[Passage to read]
I received a letter from the Center for Food Safety which stated that today (Monday, 3/02/15) is the last day for public comment regarding protecting monarch butterflies under the Endangered Species Act. The U.S. Fish and Wildlife Service now has nine months to determine whether to propose protections for the iconic orange and black butterfly, which has declined by 90 percent in the last 20 years.
The agency’s review of the monarch was spurred by a legal petition filed in August by the Center for Food Safety, the Center for Biological Diversity, the Xerces Society and renowned monarch scientist Dr. Lincoln Brower, all of whom submitted comments today renewing their call for the agency to list the monarch butterfly as threatened. In December the Service announced a positive initial finding on the petition and determined that Endangered Species Act protection for monarch butterflies may be warranted, triggering a one-year status review.
The petition has been resoundingly supported by monarch experts, legislators, and the public. Over 40 leading monarch scientists and ecologists and more than 200 organizations and businesses sent letters to the agency urging federal protection for the monarch in November. Support from the general public has also been widespread, with over half a million signatures delivered in person today to FWS. Representative Chellie Pingree (D-ME) has also led a Dear Colleague letter in Congress in support of the ESA petition.
As detailed in a new report from Center for Food Safety, the butterfly’s dramatic decline is being driven in large part by the widespread planting of genetically engineered crops in the Midwest, where most monarchs are born. The vast majority of genetically engineered crops are made to be resistant to Monsanto’s Roundup herbicide, a potent killer of milkweed, the monarch caterpillar’s only food. The dramatic surge in Roundup use with Roundup Ready crops has virtually wiped out milkweed plants in Midwestern corn and soybean fields. In the past 20 years it is estimated that these once-common iconic orange and black butterflies may have lost more than 165 million acres of habitat — an area about the size of Texas — including nearly a third of their summer breeding grounds.

[Activity list]
- A) Do these statements agree with the monarch butterfly text? Answer yes or no for each and quote the words of the text that decide it. (i) The legal petition was filed in December. (ii) More than half a million signatures were delivered to FWS. (iii) Milkweed is the only food of the monarch caterpillar.
- B) According to the monarch butterfly text, by how much has the monarch declined in the last 20 years?
- C) How would the monarch butterfly text go on? Carry it forward from its final sentence.

[Data below]
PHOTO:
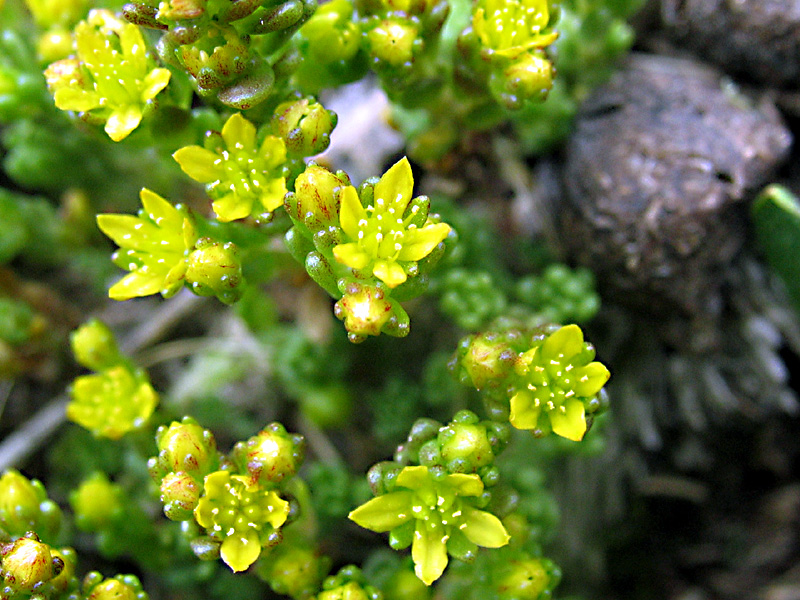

[Answers in order]
- A)
(i) No: "spurred by a legal petition filed in August"
(ii) Yes: "with over half a million signatures delivered in person today to FWS"
(iii) Yes: "milkweed, the monarch caterpillar’s only food"

- B) By 90 percent.

- C)
The population has declined from a recorded high of approximately 1 billion butterflies in the mid-1990s to only 56.5 million butterflies this winter, the second lowest number ever recorded, after a slight rebound that is likely attributable to favorable weather during their breeding season. The overall population shows a steep and statistically significant decline of 82 percent over the past couple of decades. In addition to herbicide use with genetically engineered crops, monarchs are also threatened by global climate change, drought and heat waves, other pesticides, urban sprawl and logging on their Mexican wintering grounds.
Monarchs need a very large population size to be resilient to threats from severe weather events and predation. Nearly half of the overwintering population in Mexico can be eaten by bird and mammal predators in any single winter; a single winter storm in 2002 killed an estimated 500 million monarchs — 8 times the size of the entire current population.
The Fish and Wildlife Service must next issue a “12-month finding” on the monarch petition that will propose protection under the Endangered Species Act, reject protection under the Act, or add the butterfly to the candidate waiting list for protection.